PROBLEM REQUIREMENTS
Retype the lines of the data below, from the line that contains "# give the mask of every instance of the sandy ground" through the end of the data, both included.

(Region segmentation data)
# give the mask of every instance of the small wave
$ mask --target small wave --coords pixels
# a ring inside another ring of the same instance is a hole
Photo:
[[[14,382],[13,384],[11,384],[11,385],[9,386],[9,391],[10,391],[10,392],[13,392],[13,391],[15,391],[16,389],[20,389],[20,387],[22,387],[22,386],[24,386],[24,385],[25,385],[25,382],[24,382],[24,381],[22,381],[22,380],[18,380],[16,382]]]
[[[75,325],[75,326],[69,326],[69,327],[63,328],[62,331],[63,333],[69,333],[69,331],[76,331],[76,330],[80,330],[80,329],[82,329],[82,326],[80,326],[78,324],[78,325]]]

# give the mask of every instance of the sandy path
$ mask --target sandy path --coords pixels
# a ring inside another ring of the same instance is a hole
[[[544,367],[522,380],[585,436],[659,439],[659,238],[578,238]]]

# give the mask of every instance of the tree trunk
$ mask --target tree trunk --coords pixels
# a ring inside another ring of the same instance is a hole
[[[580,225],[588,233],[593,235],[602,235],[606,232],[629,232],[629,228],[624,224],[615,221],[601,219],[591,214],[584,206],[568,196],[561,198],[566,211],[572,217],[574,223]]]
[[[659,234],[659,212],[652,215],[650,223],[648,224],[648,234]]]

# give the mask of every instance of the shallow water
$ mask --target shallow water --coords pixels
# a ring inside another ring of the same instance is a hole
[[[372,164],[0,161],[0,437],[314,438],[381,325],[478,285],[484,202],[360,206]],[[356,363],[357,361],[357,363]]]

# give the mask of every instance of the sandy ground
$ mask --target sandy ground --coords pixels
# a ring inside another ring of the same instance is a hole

EXPECTED ANSWER
# give the mask of every instance of the sandy ground
$ mask --target sandy ground --coords pixels
# a ring inside another ring of the same instance is a hole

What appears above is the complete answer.